**Objective 1**
In the configuration notes, why are empty per-server tool lists written as tool:<server_id>/*? Answer in one to three sentences.
**Objective 2**
Translate this sentence from the configuration notes into Spanish: "The Web UI backend reconciles the second tuple family from each agent's allowed_tools whenever an agent is created, updated, or deleted."
**Objective 3**
Continue the configuration notes on environment variables, starting right after the last table row.

**Extract to read**
See Agent context HMAC for what the secret does, which components must share it, and Helm/Compose wiring (including G1/G2 from PR #1967).

The Web UI backend reconciles the second tuple family from each agent's allowed_tools whenever an agent is created, updated, or deleted. Empty per-server tool lists are represented as tool:<server_id>/* so the runtime allowlist and the enforcement graph use the same wildcard semantics.

Key Environment Variables

Variable	Default	Security note
`AUTH_ENABLED`	`false`	Must be `true` in production. `false` returns a hardcoded `dev@localhost` admin — never deploy with `false`.
`OIDC_ISSUER`	—	Validated against `iss` claim; tokens from other issuers are rejected
`OIDC_CLIENT_ID`	—	Identifies the Web UI client used by browser-facing flows. Dynamic Agents audience validation uses `KEYCLOAK_AUDIENCE` / `OIDC_AUDIENCE`.

**Entries shown**

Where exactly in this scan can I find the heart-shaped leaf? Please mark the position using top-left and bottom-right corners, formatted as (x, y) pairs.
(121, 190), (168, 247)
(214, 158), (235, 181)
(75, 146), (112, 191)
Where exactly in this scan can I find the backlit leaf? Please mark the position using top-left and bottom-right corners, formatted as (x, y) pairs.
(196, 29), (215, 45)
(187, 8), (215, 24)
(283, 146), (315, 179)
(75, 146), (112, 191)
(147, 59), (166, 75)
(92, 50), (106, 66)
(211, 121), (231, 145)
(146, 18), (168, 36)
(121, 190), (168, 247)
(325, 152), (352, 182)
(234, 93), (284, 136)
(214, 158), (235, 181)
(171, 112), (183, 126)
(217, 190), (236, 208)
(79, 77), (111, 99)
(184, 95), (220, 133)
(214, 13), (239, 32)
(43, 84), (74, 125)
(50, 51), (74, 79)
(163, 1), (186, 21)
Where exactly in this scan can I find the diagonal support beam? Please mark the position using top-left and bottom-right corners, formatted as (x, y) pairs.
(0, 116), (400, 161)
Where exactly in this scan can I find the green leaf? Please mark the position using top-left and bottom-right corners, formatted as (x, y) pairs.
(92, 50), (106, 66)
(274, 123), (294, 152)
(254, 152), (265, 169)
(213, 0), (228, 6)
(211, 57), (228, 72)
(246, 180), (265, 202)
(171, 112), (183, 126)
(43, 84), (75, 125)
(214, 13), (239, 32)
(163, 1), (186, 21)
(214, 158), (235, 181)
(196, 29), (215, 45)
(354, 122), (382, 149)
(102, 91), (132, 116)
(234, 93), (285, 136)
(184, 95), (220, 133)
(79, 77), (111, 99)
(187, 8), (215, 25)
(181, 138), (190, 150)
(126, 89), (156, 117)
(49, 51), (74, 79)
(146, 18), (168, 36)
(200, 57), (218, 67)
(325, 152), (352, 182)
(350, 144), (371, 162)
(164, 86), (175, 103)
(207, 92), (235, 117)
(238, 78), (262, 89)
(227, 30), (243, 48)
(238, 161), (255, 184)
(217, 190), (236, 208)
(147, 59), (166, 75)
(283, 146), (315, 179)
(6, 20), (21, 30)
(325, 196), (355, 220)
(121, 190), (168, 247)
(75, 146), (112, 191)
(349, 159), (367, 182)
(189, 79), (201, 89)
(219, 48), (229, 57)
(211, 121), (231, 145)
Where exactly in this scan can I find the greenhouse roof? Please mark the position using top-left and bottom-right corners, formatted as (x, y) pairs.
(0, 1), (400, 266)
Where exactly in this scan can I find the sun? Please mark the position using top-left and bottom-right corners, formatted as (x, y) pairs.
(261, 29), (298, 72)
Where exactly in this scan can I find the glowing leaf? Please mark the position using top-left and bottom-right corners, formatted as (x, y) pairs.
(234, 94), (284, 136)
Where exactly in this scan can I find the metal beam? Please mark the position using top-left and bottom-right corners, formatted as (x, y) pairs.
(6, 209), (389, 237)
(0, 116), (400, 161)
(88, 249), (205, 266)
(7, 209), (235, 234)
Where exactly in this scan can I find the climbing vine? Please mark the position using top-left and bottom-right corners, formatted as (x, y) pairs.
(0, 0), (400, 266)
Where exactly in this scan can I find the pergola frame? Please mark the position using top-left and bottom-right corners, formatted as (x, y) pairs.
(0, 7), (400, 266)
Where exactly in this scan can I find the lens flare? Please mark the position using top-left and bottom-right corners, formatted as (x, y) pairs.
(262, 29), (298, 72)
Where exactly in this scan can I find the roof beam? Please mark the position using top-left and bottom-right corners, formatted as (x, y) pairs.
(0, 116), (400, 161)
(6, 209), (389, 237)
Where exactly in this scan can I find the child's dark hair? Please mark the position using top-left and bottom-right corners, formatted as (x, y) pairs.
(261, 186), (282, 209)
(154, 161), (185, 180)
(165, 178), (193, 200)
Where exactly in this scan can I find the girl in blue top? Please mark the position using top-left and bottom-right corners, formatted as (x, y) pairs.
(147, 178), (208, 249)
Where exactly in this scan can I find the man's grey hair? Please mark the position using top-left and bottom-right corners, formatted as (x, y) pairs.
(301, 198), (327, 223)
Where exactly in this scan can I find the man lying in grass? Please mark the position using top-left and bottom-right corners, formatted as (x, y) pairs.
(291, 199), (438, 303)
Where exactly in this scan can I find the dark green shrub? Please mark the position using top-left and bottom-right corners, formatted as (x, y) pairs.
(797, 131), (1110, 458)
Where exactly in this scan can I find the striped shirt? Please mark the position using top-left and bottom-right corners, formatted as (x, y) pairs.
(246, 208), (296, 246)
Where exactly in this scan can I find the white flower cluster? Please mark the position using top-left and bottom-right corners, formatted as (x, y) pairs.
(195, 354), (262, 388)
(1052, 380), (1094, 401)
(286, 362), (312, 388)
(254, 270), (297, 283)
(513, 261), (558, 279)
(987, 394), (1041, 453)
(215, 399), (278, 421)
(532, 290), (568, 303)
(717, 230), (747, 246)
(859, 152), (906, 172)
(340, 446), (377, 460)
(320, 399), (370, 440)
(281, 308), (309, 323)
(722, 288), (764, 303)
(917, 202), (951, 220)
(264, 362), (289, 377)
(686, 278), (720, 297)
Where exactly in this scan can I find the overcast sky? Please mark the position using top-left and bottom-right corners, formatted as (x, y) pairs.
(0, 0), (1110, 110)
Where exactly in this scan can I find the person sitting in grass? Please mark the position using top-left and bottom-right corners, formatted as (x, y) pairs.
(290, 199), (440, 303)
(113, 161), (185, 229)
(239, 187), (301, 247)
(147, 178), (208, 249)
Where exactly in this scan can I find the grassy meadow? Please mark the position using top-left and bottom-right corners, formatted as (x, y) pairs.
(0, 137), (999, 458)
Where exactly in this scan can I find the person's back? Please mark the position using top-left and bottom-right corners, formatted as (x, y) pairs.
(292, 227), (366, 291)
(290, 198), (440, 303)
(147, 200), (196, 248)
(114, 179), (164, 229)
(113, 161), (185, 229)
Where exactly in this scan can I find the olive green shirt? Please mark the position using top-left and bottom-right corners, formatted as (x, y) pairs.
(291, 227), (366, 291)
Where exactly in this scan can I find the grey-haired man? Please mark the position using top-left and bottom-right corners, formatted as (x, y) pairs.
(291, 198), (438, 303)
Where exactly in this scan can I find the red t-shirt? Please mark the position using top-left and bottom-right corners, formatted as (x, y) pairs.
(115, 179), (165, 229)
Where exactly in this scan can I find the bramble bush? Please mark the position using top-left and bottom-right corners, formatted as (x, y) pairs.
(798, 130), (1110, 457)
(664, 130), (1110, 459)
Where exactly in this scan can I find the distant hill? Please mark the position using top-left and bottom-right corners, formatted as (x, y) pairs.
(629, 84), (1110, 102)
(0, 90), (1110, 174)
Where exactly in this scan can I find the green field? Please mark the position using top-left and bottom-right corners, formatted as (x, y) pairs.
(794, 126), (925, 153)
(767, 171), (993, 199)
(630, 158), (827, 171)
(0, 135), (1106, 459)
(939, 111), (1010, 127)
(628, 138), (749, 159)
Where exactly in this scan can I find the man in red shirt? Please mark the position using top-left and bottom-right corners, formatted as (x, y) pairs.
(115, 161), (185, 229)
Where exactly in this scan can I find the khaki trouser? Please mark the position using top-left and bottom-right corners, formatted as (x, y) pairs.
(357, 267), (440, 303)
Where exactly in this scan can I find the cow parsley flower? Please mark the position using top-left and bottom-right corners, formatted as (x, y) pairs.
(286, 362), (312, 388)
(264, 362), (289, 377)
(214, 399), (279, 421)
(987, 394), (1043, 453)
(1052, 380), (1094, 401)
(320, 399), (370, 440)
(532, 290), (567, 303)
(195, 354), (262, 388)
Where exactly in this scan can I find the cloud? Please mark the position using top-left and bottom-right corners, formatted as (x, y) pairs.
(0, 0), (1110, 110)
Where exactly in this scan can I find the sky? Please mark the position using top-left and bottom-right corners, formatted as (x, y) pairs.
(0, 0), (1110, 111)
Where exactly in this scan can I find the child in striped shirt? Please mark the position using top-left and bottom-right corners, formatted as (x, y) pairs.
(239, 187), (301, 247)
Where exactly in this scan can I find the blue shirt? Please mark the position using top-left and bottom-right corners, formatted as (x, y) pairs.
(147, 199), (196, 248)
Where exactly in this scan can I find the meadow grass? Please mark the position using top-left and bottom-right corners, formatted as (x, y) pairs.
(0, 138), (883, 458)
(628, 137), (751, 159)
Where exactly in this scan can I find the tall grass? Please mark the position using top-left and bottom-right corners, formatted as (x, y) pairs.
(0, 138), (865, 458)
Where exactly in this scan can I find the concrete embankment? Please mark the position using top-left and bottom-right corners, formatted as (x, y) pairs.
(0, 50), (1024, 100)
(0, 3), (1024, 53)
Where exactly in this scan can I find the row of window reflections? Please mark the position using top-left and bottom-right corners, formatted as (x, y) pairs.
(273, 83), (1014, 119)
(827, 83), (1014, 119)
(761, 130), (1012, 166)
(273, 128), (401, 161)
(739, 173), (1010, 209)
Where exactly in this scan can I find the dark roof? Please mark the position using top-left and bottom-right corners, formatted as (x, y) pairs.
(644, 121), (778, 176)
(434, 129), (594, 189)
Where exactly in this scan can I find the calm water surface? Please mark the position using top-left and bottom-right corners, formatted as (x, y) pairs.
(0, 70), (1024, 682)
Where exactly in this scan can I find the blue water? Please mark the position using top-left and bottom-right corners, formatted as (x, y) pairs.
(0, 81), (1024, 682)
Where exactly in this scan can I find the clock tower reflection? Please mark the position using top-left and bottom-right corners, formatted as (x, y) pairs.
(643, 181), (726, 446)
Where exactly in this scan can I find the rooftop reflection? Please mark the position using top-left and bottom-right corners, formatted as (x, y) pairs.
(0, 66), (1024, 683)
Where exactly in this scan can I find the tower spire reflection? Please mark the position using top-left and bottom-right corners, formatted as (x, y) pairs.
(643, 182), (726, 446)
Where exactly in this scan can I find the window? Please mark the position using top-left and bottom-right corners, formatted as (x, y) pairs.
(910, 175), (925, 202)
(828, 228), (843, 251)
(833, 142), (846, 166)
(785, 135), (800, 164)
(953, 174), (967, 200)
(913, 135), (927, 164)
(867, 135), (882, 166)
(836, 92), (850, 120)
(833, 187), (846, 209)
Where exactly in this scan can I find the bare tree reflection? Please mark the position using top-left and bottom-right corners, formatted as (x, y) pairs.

**Written answer 1**
Empty per-server tool lists are written as tool:<server_id>/* so that the runtime allowlist and the enforcement graph use the same wildcard semantics.

**Written answer 2**
El backend de la Web UI reconcilia la segunda familia de tuplas a partir de los allowed_tools de cada agente cada vez que se crea, se actualiza o se elimina un agente.

**Written answer 3**
`KEYCLOAK_URL` / `KEYCLOAK_REALM`	—	Cluster-internal Keycloak base URL and realm used to fetch JWKS. Required when `OIDC_ISSUER` is a public hostname that is not reachable through the pod's localhost.
`KEYCLOAK_AUDIENCE` / `OIDC_AUDIENCE`	`caipe-platform,agentgateway`	Comma-separated audiences accepted for Dynamic Agents bearer validation. Include `caipe-ui` when browser session tokens carry that audience.
`OIDC_REQUIRED_GROUP`	—	Optional deployment-specific Web UI admission gate; users missing this upstream group are denied before product authorization runs
`OIDC_REQUIRED_ADMIN_GROUP`	—	Deprecated for CAIPE product admin. Map enterprise admin groups to CAIPE teams through Identity Group Sync, then grant OpenFGA `admin` on `organization:<org>`.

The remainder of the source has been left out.